RECORDS FOR THIS EXERCISE: Begin

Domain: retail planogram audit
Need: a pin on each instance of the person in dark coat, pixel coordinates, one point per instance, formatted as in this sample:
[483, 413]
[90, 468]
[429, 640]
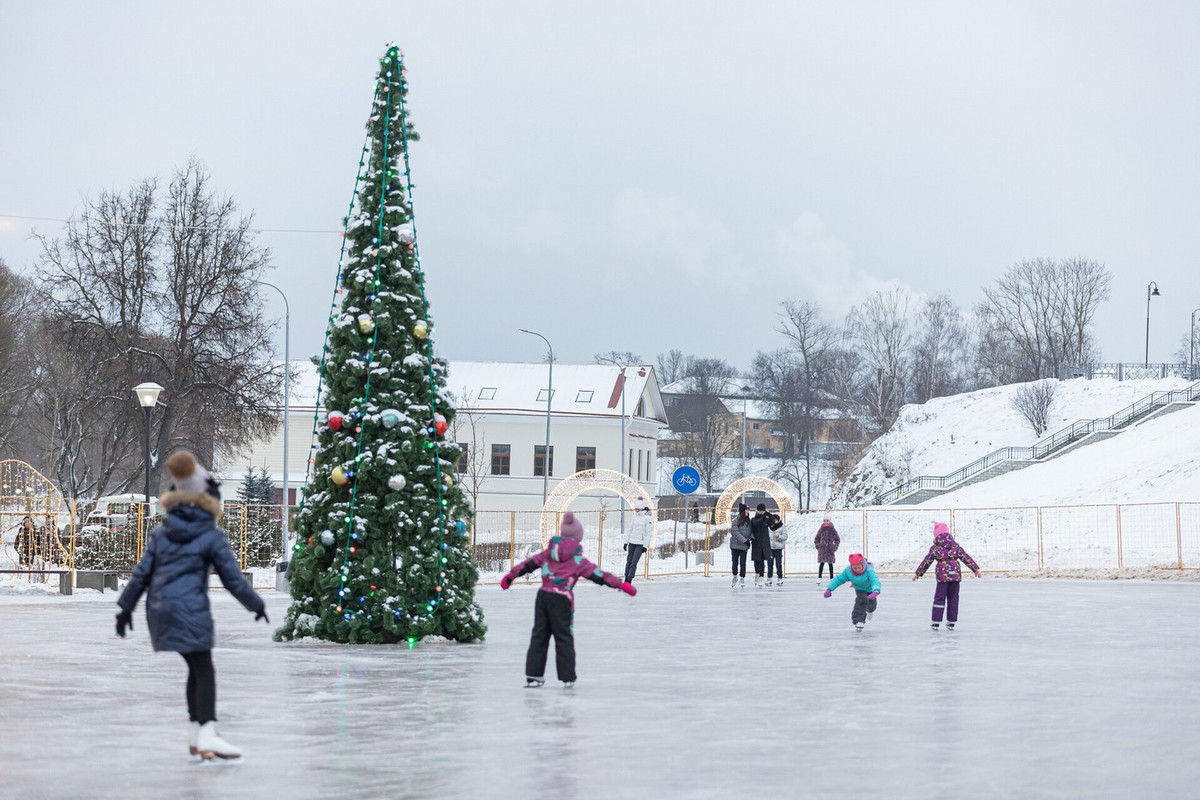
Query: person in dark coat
[174, 572]
[826, 541]
[760, 552]
[739, 542]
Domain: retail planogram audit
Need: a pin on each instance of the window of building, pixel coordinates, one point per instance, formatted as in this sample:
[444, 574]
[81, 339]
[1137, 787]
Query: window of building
[539, 458]
[501, 456]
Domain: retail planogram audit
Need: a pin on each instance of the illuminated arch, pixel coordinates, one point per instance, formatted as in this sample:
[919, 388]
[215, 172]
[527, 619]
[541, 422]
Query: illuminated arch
[751, 483]
[591, 480]
[27, 492]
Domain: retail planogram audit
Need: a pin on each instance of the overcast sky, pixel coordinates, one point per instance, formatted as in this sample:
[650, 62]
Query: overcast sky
[645, 175]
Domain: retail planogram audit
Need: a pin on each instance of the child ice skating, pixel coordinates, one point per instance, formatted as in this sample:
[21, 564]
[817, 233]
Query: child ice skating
[947, 553]
[174, 569]
[562, 565]
[867, 588]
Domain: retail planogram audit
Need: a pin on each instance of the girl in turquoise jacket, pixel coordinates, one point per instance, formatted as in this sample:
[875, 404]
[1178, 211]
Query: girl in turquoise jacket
[862, 576]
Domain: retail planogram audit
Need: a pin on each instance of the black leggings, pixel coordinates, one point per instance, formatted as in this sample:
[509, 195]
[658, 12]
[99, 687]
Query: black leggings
[202, 686]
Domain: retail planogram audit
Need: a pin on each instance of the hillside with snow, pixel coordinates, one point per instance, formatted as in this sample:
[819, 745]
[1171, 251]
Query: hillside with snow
[1158, 459]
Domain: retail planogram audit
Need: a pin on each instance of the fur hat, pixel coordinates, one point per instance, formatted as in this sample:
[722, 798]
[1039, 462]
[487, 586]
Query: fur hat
[190, 485]
[571, 528]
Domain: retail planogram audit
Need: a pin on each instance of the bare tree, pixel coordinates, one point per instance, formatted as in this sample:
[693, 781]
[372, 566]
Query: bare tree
[1033, 403]
[940, 349]
[672, 366]
[708, 428]
[165, 290]
[471, 434]
[619, 356]
[1042, 311]
[879, 329]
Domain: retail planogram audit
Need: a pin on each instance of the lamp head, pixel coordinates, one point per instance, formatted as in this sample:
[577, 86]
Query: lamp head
[148, 394]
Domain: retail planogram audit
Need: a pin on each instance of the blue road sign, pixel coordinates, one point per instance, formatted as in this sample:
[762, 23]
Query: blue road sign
[685, 480]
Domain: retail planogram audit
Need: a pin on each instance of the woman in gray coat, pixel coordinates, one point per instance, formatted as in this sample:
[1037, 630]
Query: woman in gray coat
[739, 543]
[174, 572]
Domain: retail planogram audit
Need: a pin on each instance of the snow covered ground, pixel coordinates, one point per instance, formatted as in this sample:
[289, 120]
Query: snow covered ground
[1050, 689]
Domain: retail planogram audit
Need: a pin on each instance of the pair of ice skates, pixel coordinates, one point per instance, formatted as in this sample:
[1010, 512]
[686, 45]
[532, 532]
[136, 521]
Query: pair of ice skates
[205, 745]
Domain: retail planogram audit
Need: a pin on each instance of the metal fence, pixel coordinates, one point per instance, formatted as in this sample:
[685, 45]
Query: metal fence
[687, 541]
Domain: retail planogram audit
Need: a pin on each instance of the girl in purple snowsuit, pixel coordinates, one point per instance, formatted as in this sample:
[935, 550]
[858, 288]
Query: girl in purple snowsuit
[947, 553]
[562, 565]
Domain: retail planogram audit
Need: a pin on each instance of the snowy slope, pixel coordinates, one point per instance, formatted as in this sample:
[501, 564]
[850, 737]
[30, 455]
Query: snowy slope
[947, 433]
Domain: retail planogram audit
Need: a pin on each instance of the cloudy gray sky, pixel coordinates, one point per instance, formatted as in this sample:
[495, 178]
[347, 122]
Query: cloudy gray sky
[645, 175]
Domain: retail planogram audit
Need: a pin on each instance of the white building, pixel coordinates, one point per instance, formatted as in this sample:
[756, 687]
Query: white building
[502, 422]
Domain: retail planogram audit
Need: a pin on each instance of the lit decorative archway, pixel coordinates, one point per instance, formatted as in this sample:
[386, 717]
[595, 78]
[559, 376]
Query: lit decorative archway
[591, 480]
[24, 492]
[751, 483]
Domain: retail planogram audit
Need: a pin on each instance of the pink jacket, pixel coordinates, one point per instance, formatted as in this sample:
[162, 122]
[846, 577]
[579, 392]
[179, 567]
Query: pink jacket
[562, 565]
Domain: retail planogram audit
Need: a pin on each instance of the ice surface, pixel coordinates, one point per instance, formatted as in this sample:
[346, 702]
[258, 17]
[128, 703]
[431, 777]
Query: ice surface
[1050, 689]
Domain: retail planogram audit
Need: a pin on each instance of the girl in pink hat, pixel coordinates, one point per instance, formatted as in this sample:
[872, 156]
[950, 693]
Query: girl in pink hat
[562, 565]
[947, 553]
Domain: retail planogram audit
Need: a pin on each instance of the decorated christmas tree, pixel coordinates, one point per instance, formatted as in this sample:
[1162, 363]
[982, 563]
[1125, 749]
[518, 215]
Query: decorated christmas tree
[382, 553]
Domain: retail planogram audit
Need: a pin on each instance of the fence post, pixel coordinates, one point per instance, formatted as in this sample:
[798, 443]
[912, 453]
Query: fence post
[1041, 563]
[1179, 534]
[1120, 555]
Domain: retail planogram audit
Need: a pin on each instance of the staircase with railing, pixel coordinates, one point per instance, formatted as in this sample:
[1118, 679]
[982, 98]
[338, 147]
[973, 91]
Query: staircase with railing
[918, 489]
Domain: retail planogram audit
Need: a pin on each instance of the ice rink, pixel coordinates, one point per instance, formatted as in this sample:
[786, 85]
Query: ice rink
[1050, 689]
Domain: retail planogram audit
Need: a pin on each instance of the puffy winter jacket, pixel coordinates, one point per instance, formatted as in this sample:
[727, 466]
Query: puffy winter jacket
[865, 582]
[739, 535]
[643, 529]
[947, 553]
[174, 571]
[562, 565]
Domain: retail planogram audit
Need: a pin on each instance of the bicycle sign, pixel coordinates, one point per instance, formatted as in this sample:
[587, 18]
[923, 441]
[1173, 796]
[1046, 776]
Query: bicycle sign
[685, 480]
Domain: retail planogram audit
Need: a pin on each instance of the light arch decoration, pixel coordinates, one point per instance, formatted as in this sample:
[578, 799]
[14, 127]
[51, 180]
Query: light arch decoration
[592, 480]
[27, 492]
[753, 483]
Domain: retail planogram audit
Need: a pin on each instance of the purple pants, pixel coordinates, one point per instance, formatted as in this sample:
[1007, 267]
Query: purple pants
[946, 599]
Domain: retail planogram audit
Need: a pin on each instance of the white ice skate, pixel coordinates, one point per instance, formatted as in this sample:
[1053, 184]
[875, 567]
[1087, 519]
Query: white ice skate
[214, 747]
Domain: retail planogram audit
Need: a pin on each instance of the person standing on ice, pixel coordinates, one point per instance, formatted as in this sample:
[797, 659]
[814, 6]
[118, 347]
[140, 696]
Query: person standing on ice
[760, 551]
[739, 543]
[862, 576]
[640, 536]
[947, 553]
[562, 565]
[174, 569]
[826, 541]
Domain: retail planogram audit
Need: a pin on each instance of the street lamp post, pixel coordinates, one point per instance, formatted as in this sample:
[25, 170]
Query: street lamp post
[1192, 341]
[1149, 295]
[550, 396]
[148, 395]
[287, 398]
[621, 455]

RECORDS FOR THIS EXERCISE: End

→ **YOUR INSTRUCTIONS**
Your answer must be an exact copy of the records, minus any pictures.

→ **YOUR SOLUTION**
Domain: retail planogram audit
Need: a pin on each instance of the person in dark coat, pixel coordinates, one point per instance, formatted as in this sample:
[483, 413]
[90, 468]
[429, 640]
Query: person in dark coat
[174, 572]
[826, 541]
[760, 552]
[739, 542]
Domain: retail planogram audit
Need: a pin on each instance of the window of building, pixel coordinates, one point per instance, formatted as in this sample:
[444, 574]
[81, 339]
[1137, 787]
Query: window of building
[539, 458]
[501, 456]
Domain: retail planogram audit
Need: a pin on each instance of the illuminated arch, pixel coordinates, one point per instance, formatted as in this sample:
[919, 388]
[215, 172]
[527, 619]
[541, 422]
Query: illuminated arch
[751, 483]
[591, 480]
[27, 492]
Domain: retail planogram audit
Need: a pin on each instance of the overcast sky, pixel coordinates, one point per instance, formatted as in this sample:
[650, 62]
Query: overcast sky
[645, 175]
Domain: retail planogram audit
Need: a pin on each instance of the child ice skating, pixel coordinates, one point per instance, formatted as in this sample:
[21, 564]
[817, 233]
Query: child ice skating
[947, 553]
[174, 569]
[562, 565]
[867, 588]
Domain: retail planogram audit
Need: a pin on each instance of the girl in turquoise jacket, pixel coordinates, one point per instance, formatted as in this sample:
[875, 404]
[1178, 211]
Query: girl in turquoise jacket
[862, 576]
Domain: retail planogram audit
Need: a pin on each instance of the black leggings, pixel coordinates, one point per instance, formatted as in this sample:
[509, 195]
[658, 12]
[99, 687]
Query: black leggings
[202, 686]
Domain: retail planogram audit
Need: a pin on each instance of the hillside with snow, pixel coordinates, one point per instance, formatted as in this sample:
[819, 745]
[1171, 251]
Query: hillside with snow
[1158, 459]
Domain: retail planogram audit
Need: a pin on each instance of the fur hat, pixel coordinates, one point per instance, formatted as in this sample:
[722, 798]
[1039, 462]
[487, 586]
Query: fur hat
[190, 485]
[571, 528]
Domain: retail planogram audit
Need: a pin on each instance of the bare tree, pixel coordinates, one point per instance, formatted as in this sample:
[693, 781]
[372, 566]
Query: bare tree
[1033, 403]
[940, 349]
[672, 366]
[708, 428]
[165, 290]
[471, 434]
[619, 356]
[1042, 311]
[879, 329]
Domain: retail planogram audit
Need: a pin on each instance of the lamp head, pixel coordinates, one point per instance, formatted as in this sample:
[577, 86]
Query: lamp head
[148, 394]
Domain: retail planogram audit
Need: a pin on each instance of the blue road sign, pixel coordinates, one point per instance, formatted as in this sample:
[762, 23]
Query: blue road sign
[685, 480]
Domain: retail planogram audit
Need: a pin on each instance of the woman in gray coat, pixel coordinates, one point per instance, formatted as in this sample:
[1037, 630]
Query: woman in gray coat
[739, 543]
[174, 572]
Domain: retail planogram audit
Need: a pin on each instance of the snow covered ground, pixel coordinates, one point per instance, formatted as in this sample:
[289, 120]
Query: snow covered ground
[1050, 689]
Domain: retail planogram audit
Need: a pin on each instance of the pair of ice skates, pixel coordinates, one point per instance, formatted as in this sample:
[1010, 512]
[686, 45]
[532, 532]
[136, 521]
Query: pair of ice skates
[205, 745]
Domain: retail planogram audit
Need: a pin on each instance of the metal fence, pixel coordinates, one point per instance, formatted as in this sample:
[685, 45]
Query: metal fence
[687, 541]
Domain: retail planogram audit
Need: a pin on each instance of the girl in purple snowsuit, pixel coordinates, one point per instance, formatted as in this sample:
[935, 550]
[858, 288]
Query: girl in purple snowsuit
[947, 553]
[562, 565]
Domain: retail planogram audit
Need: a pin on each instance of the snowy slope, pixel coordinates, one point per instance, formatted as in this sample:
[501, 564]
[850, 737]
[30, 455]
Query: snowy slope
[947, 433]
Domain: retail planogram audit
Need: a pin on each instance of the cloudy gray sky, pixel coordinates, one point per instance, formatted as in this sample:
[495, 178]
[347, 122]
Query: cloudy gray sky
[645, 175]
Domain: retail planogram audit
Need: a pin on each instance of the white building, pixel coordinates, one point per instance, formatted as in this sample:
[756, 687]
Query: white building
[502, 422]
Domain: retail planogram audit
Need: a pin on each instance of the lit decorative archway, pixel coordinates, one point per instance, formatted as in this sample:
[386, 717]
[595, 78]
[559, 376]
Query: lit decorative archway
[591, 480]
[24, 492]
[751, 483]
Domain: retail planogram audit
Need: a pin on each instance of the pink jacket, pixel coordinates, one point per instance, formatted as in this sample:
[162, 122]
[846, 577]
[579, 392]
[179, 567]
Query: pink jacket
[562, 565]
Domain: retail planogram audit
Need: a pin on each instance of the ice surface, pixel coordinates, one point per instance, formatted as in this sample:
[346, 702]
[258, 17]
[128, 703]
[431, 777]
Query: ice surface
[1050, 689]
Domain: retail planogram audit
Need: a pin on each instance of the girl in pink hat, pixel coordinates, one point per instance, formatted as in this sample:
[872, 156]
[950, 693]
Query: girl in pink hat
[562, 565]
[947, 553]
Domain: retail planogram audit
Need: a pin on each instance of the decorated christmas tree, pixel coordinates, one point per instance, formatted as in this sample:
[1162, 363]
[982, 563]
[1125, 749]
[518, 215]
Query: decorated christmas tree
[382, 553]
Domain: retail planogram audit
Need: a pin on each instance of the fence post, pixel coordinates, one point per instance, formatted as in this sample:
[798, 443]
[912, 453]
Query: fence post
[1041, 563]
[1179, 534]
[1120, 555]
Domain: retail planogram audit
Need: a pin on each instance of the staircase with railing, pixel coordinates, one point per instance, formatted as in this sample:
[1118, 679]
[982, 98]
[338, 147]
[973, 91]
Query: staircase with railing
[918, 489]
Domain: retail planogram audit
Need: a pin on each instance of the ice rink, pixel coordinates, one point per instance, formatted as in this sample:
[786, 85]
Query: ice rink
[1050, 689]
Domain: retail planogram audit
Need: a pin on each instance of the puffy winter jacket, pixel coordinates, one point per instance, formatted as in this sample:
[727, 466]
Query: puffy winter jacket
[865, 582]
[739, 535]
[643, 529]
[947, 553]
[174, 571]
[562, 565]
Domain: retail planogram audit
Need: a pin on each instance of the bicycle sign, pixel coordinates, one point per instance, formatted as in this sample:
[587, 18]
[923, 441]
[1173, 796]
[1046, 776]
Query: bicycle sign
[685, 480]
Domain: retail planogram audit
Need: a pin on each instance of the light arch decoration, pixel coordinates, one point per instance, formatted as in this sample:
[578, 799]
[14, 127]
[51, 180]
Query: light arch decoration
[592, 480]
[27, 492]
[753, 483]
Domain: retail planogram audit
Need: a pin on each instance of the purple pants, pixel coordinates, one point per instance, formatted as in this sample:
[1007, 267]
Query: purple pants
[946, 599]
Domain: retail planogram audit
Need: a pin on each instance of the white ice skate, pixel coordinates, one point per instance, formatted as in this sample:
[1053, 184]
[875, 567]
[1087, 519]
Query: white ice skate
[214, 747]
Domain: retail planogram audit
Need: a pin on each instance of the person standing on ice, pixel coordinates, one point per instance, formatted as in this sample:
[797, 659]
[814, 6]
[118, 347]
[140, 696]
Query: person standing on ice
[760, 551]
[739, 543]
[862, 576]
[640, 536]
[947, 553]
[562, 565]
[174, 569]
[826, 541]
Domain: retail planogram audit
Need: a pin on each instance of the street lamp post, pixel coordinates, one point per instance, formatted as in this sample:
[25, 170]
Query: street lamp post
[1192, 341]
[1149, 295]
[550, 396]
[148, 395]
[287, 398]
[621, 455]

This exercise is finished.